= REQUIREMENTS =
Copy the listing below line for line, with no changes, but leave out the pictures.

*** SOURCE MATERIAL ***

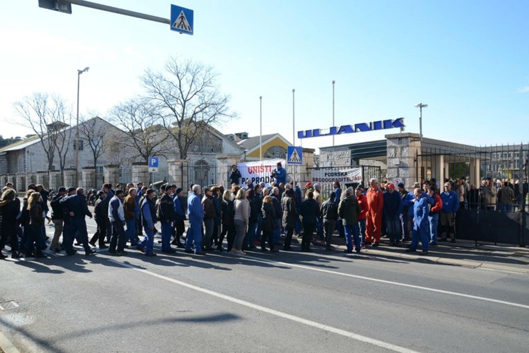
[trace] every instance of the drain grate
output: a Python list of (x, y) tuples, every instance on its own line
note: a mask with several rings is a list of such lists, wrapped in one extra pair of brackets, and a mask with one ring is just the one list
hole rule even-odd
[(3, 302), (0, 303), (0, 310), (9, 310), (10, 309), (15, 309), (19, 307), (17, 302), (13, 300), (9, 300), (8, 302)]

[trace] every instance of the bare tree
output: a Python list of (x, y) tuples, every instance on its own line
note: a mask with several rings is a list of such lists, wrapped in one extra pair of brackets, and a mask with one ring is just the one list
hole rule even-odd
[(130, 161), (147, 163), (149, 156), (167, 158), (174, 153), (167, 145), (167, 133), (160, 125), (157, 107), (148, 100), (133, 98), (121, 103), (112, 109), (110, 119), (123, 130), (122, 140), (115, 143), (129, 146)]
[(93, 166), (97, 169), (98, 159), (109, 149), (111, 141), (105, 138), (106, 126), (103, 120), (98, 116), (91, 119), (82, 119), (79, 124), (79, 136), (92, 151)]
[(60, 170), (64, 169), (66, 155), (71, 137), (71, 112), (59, 96), (35, 93), (14, 104), (22, 118), (21, 125), (33, 130), (39, 138), (48, 160), (48, 170), (53, 169), (55, 153), (59, 155)]
[(236, 117), (228, 107), (230, 96), (219, 91), (217, 77), (210, 66), (171, 58), (165, 72), (147, 69), (141, 78), (147, 98), (158, 107), (161, 122), (182, 159), (207, 125)]

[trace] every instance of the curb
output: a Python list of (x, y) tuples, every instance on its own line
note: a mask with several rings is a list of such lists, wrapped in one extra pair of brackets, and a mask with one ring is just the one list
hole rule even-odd
[(20, 353), (20, 351), (15, 347), (6, 335), (0, 331), (0, 352), (3, 353)]
[(519, 273), (521, 275), (528, 275), (529, 269), (521, 269), (519, 267), (511, 267), (505, 265), (490, 264), (488, 262), (479, 262), (478, 261), (471, 261), (467, 260), (454, 260), (444, 258), (436, 254), (429, 255), (427, 256), (419, 256), (416, 255), (411, 255), (407, 253), (395, 253), (389, 251), (384, 251), (382, 250), (374, 250), (374, 249), (362, 249), (362, 253), (366, 254), (373, 255), (382, 255), (389, 257), (396, 257), (400, 259), (407, 260), (426, 260), (433, 263), (449, 264), (449, 265), (458, 265), (464, 266), (465, 267), (471, 267), (473, 269), (483, 268), (491, 270), (499, 270), (507, 272), (512, 272)]

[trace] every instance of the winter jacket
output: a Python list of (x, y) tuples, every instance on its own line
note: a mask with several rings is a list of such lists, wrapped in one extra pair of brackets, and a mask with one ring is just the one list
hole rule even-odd
[(324, 221), (338, 220), (338, 205), (332, 199), (323, 203), (319, 212)]
[(31, 206), (29, 210), (30, 213), (30, 226), (44, 226), (44, 210), (40, 203), (35, 203)]
[(125, 220), (123, 203), (117, 196), (111, 199), (109, 203), (109, 219), (111, 222), (124, 221)]
[(358, 224), (358, 216), (360, 215), (360, 206), (358, 201), (353, 195), (349, 195), (340, 201), (338, 215), (344, 226)]
[(437, 194), (434, 194), (434, 206), (430, 209), (430, 215), (435, 215), (436, 213), (439, 213), (443, 209), (443, 200), (440, 198), (440, 196), (439, 196)]
[(109, 203), (106, 199), (99, 198), (95, 200), (94, 214), (96, 221), (109, 221)]
[(211, 197), (205, 195), (202, 198), (202, 206), (204, 208), (204, 219), (214, 219), (216, 218), (216, 211)]
[(225, 226), (233, 224), (233, 219), (235, 217), (235, 210), (233, 208), (232, 200), (222, 201), (222, 224)]
[(402, 199), (398, 192), (384, 194), (384, 214), (388, 216), (402, 214)]
[(459, 197), (454, 190), (443, 191), (440, 198), (443, 200), (443, 213), (455, 213), (459, 209)]
[(380, 215), (384, 209), (384, 192), (380, 188), (373, 189), (369, 188), (366, 197), (367, 197), (368, 214)]
[(174, 219), (173, 199), (167, 192), (164, 192), (160, 198), (157, 215), (160, 221), (172, 221)]
[(236, 199), (233, 201), (233, 208), (235, 215), (233, 219), (236, 221), (243, 221), (246, 224), (250, 219), (250, 202), (246, 199)]
[(314, 199), (307, 199), (301, 203), (301, 215), (303, 217), (303, 223), (314, 224), (316, 218), (319, 215), (318, 203)]
[(270, 203), (263, 203), (263, 207), (261, 211), (263, 215), (263, 223), (261, 225), (261, 228), (264, 232), (272, 231), (275, 224), (277, 224), (275, 222), (275, 210), (274, 210), (273, 205)]
[(364, 194), (360, 194), (360, 196), (356, 197), (356, 201), (358, 201), (358, 206), (360, 206), (360, 215), (358, 216), (358, 220), (366, 219), (367, 210), (369, 209), (367, 206), (367, 198)]
[(189, 223), (200, 222), (204, 219), (204, 208), (198, 195), (193, 192), (187, 197), (187, 218)]
[(295, 199), (290, 196), (284, 196), (281, 199), (281, 203), (283, 208), (283, 226), (294, 228), (297, 219)]
[(136, 217), (136, 200), (130, 194), (123, 201), (123, 210), (125, 212), (125, 220)]
[(51, 219), (62, 219), (64, 217), (64, 211), (61, 206), (61, 200), (63, 199), (63, 196), (59, 194), (56, 194), (51, 199), (50, 206), (51, 206)]

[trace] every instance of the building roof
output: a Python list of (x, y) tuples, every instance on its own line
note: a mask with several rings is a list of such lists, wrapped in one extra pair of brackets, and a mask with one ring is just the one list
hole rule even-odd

***

= TASK SOLUTION =
[trace] every instance of the drain grate
output: a Python list of (x, y) tuples, every instance on its own line
note: a mask with several rings is a list of such lists, wrapped in one extra pair of brackets, and a mask with one ring is just the one list
hole rule even-odd
[(3, 302), (0, 303), (0, 310), (9, 310), (10, 309), (15, 309), (19, 307), (17, 302), (13, 300), (9, 300), (8, 302)]

[trace] every instance of the bare tree
output: a Python list of (x, y) tuples, every instance on its own line
note: a mask with several rings is a list of such lists, wrapped in one extra pair of brackets, and a mask with one ring is just the one list
hole rule even-odd
[(130, 161), (147, 163), (149, 156), (167, 158), (174, 153), (167, 145), (167, 133), (160, 125), (157, 107), (148, 100), (133, 98), (121, 103), (112, 109), (110, 119), (123, 130), (122, 140), (115, 143), (129, 146)]
[(93, 166), (97, 169), (98, 159), (109, 149), (111, 141), (105, 138), (106, 126), (103, 120), (98, 116), (91, 119), (82, 119), (79, 124), (79, 136), (92, 151)]
[(60, 170), (64, 169), (66, 155), (71, 137), (71, 112), (59, 96), (35, 93), (14, 104), (22, 118), (21, 125), (33, 130), (39, 138), (48, 160), (48, 170), (53, 169), (55, 153), (59, 155)]
[(236, 117), (228, 107), (230, 96), (219, 91), (217, 77), (210, 66), (171, 58), (165, 72), (147, 69), (141, 78), (147, 98), (158, 107), (161, 122), (182, 159), (207, 125)]

[trace] every instance of the curb
output: a Python list of (x, y) tuples, every instance on its own line
note: a mask with several rings is a list of such lists, wrapped in one extra pair of brackets, and a mask with one ring is just the one list
hole rule even-odd
[(20, 353), (20, 351), (15, 347), (6, 335), (0, 331), (0, 352), (3, 353)]
[(519, 273), (521, 275), (528, 275), (529, 269), (521, 269), (519, 267), (511, 267), (505, 265), (490, 264), (488, 262), (479, 262), (478, 261), (471, 261), (467, 260), (454, 260), (444, 258), (436, 254), (429, 255), (427, 256), (419, 256), (416, 255), (411, 255), (407, 253), (395, 253), (389, 251), (384, 251), (382, 250), (374, 250), (374, 249), (362, 249), (362, 253), (366, 254), (373, 255), (382, 255), (389, 257), (396, 257), (400, 259), (407, 260), (426, 260), (433, 263), (449, 264), (449, 265), (458, 265), (464, 266), (465, 267), (471, 267), (473, 269), (483, 268), (491, 270), (499, 270), (507, 272), (512, 272)]

[trace] every instance of the winter jacket
output: a Python list of (x, y) tuples, every instance on its own line
note: a mask with several rings is a list of such lists, wrapped in one extra pair of brackets, and a mask with one ring is just the one list
hole rule even-odd
[(324, 221), (338, 220), (338, 205), (332, 199), (323, 203), (319, 212)]
[(31, 206), (29, 210), (30, 213), (30, 226), (44, 226), (44, 210), (40, 203), (35, 203)]
[(125, 220), (123, 203), (117, 196), (111, 199), (109, 203), (109, 219), (111, 222), (124, 221)]
[(358, 224), (358, 216), (360, 215), (360, 206), (358, 201), (353, 195), (349, 195), (340, 201), (338, 215), (344, 226)]
[(437, 194), (434, 194), (434, 206), (430, 209), (430, 215), (435, 215), (436, 213), (439, 213), (443, 209), (443, 200), (440, 198), (440, 196), (439, 196)]
[(109, 203), (106, 199), (99, 198), (95, 200), (94, 214), (96, 221), (109, 221)]
[(211, 197), (205, 195), (202, 198), (202, 206), (204, 208), (204, 219), (214, 219), (216, 218), (216, 211)]
[(225, 226), (233, 224), (233, 219), (235, 217), (235, 210), (233, 208), (232, 200), (222, 201), (222, 224)]
[(402, 199), (398, 192), (384, 194), (384, 214), (388, 216), (402, 214)]
[(459, 197), (454, 190), (443, 191), (440, 198), (443, 200), (443, 213), (455, 213), (459, 209)]
[(380, 215), (384, 209), (384, 192), (380, 188), (373, 189), (369, 188), (366, 197), (367, 197), (368, 214)]
[(174, 219), (173, 199), (167, 192), (164, 192), (160, 198), (157, 215), (160, 221), (172, 221)]
[(236, 199), (233, 201), (233, 208), (235, 215), (233, 219), (236, 221), (243, 221), (246, 224), (250, 219), (250, 202), (246, 199)]
[(314, 199), (307, 199), (301, 203), (301, 215), (303, 217), (303, 223), (314, 224), (316, 218), (319, 215), (318, 203)]
[(270, 203), (263, 203), (263, 207), (261, 211), (263, 215), (263, 223), (261, 225), (261, 228), (264, 232), (272, 231), (275, 224), (277, 224), (275, 222), (275, 210), (274, 210), (273, 205)]
[(364, 194), (360, 194), (360, 196), (356, 197), (356, 201), (358, 201), (358, 206), (360, 206), (360, 215), (358, 216), (358, 220), (366, 219), (367, 210), (369, 209), (367, 206), (367, 198)]
[(189, 223), (200, 222), (204, 219), (204, 208), (198, 195), (193, 192), (187, 197), (187, 218)]
[(295, 199), (290, 196), (284, 196), (281, 199), (281, 203), (283, 208), (283, 226), (294, 228), (297, 219)]
[(136, 217), (136, 200), (130, 194), (123, 201), (123, 210), (125, 212), (125, 220)]
[(51, 219), (62, 219), (64, 217), (64, 211), (61, 206), (61, 200), (63, 199), (63, 196), (59, 194), (56, 194), (51, 199), (50, 206), (51, 206)]

[trace] every instance of the building roof
output: a Python list of (x, y) tuples, every instance on its own line
note: a mask with several rings is a list of such lists, wrapped in one extra pair of brackets, and a mask with one ring is just the one list
hole rule even-odd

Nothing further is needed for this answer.